-- Opening Marker --

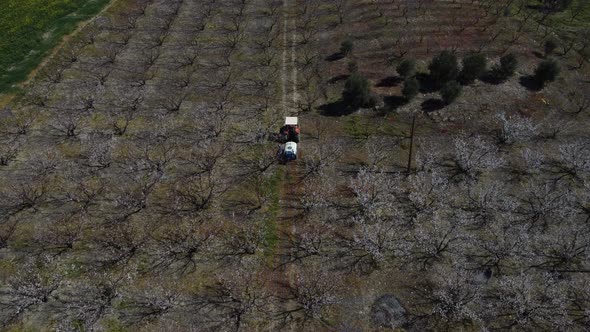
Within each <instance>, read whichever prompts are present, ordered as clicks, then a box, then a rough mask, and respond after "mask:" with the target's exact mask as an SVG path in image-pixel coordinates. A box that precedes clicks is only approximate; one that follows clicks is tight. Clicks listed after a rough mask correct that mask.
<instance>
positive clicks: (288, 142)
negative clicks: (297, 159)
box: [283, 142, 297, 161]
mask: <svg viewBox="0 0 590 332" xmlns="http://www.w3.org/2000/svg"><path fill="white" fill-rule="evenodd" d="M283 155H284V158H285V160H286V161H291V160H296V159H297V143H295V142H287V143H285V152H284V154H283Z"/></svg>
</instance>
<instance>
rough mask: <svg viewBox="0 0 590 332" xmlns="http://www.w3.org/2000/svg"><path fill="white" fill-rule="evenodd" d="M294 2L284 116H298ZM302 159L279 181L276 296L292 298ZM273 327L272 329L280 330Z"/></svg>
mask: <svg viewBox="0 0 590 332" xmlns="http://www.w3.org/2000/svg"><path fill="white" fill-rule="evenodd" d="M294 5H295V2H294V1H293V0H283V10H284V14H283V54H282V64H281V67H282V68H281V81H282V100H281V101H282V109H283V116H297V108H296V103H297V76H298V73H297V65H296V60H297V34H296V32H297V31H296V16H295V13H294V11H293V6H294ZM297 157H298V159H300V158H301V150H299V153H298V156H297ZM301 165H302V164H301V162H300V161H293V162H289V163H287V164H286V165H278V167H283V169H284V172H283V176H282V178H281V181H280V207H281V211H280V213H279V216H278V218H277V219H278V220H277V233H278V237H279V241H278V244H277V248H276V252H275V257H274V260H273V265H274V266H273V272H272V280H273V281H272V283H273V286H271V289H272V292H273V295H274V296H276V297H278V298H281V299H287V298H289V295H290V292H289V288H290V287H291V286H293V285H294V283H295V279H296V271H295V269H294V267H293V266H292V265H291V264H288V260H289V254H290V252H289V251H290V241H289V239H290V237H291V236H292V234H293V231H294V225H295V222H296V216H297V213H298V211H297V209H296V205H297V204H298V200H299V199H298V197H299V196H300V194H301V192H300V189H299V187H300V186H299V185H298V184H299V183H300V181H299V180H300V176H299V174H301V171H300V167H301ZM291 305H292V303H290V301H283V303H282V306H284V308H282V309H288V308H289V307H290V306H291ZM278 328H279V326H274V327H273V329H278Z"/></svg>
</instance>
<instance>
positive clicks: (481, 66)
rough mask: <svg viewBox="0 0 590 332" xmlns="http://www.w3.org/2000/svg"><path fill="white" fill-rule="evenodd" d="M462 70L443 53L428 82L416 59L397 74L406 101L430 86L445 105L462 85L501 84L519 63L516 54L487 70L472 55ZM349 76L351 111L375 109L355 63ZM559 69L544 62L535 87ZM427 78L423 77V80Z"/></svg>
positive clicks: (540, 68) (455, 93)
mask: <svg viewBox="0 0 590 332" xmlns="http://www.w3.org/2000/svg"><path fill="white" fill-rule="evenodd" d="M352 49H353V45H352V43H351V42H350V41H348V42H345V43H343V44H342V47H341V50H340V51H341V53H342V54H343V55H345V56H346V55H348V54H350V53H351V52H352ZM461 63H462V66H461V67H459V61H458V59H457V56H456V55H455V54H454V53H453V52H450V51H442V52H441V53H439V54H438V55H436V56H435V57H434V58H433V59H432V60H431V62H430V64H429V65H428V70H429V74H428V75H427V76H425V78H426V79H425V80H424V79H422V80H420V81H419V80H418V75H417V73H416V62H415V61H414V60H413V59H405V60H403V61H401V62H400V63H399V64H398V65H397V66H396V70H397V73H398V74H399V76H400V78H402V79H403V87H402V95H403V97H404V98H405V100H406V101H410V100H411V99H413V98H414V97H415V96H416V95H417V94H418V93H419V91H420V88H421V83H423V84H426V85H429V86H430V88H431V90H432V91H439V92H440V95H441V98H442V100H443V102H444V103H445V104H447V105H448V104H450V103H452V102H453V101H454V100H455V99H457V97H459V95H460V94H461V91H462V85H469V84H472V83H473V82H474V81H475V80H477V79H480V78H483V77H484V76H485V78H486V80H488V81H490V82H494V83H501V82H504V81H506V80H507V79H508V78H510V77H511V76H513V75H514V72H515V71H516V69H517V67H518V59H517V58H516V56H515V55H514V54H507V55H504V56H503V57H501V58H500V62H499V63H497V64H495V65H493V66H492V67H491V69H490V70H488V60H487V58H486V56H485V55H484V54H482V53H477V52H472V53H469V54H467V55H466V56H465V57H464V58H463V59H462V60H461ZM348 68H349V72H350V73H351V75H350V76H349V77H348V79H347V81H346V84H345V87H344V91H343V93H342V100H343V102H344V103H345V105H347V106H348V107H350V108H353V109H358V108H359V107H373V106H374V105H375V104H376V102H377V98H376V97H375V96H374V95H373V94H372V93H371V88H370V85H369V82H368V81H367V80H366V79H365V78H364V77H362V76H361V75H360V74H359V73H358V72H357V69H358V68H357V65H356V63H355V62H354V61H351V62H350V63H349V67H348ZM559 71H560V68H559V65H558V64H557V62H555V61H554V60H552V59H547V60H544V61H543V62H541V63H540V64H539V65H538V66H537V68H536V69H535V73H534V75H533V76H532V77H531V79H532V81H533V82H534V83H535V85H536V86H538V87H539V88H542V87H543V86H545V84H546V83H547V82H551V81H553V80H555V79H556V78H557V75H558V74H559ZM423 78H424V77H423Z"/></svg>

-- Closing Marker --

Problem statement
Print the data above from its first line through the line that has "negative clicks: (297, 159)", exactly and with nothing else, omitting pictures.

Answer section
Within each <instance>, read whichever prompts are present, ordered as clicks, then a box, then a rough mask, and respond after "mask:" with the target's exact mask as an SVG path in image-pixel coordinates. A box that precedes clicks is only approximate; one that follows clicks is tight. Clicks listed after a rough mask correct that mask.
<instance>
positive clicks: (288, 142)
negative clicks: (297, 159)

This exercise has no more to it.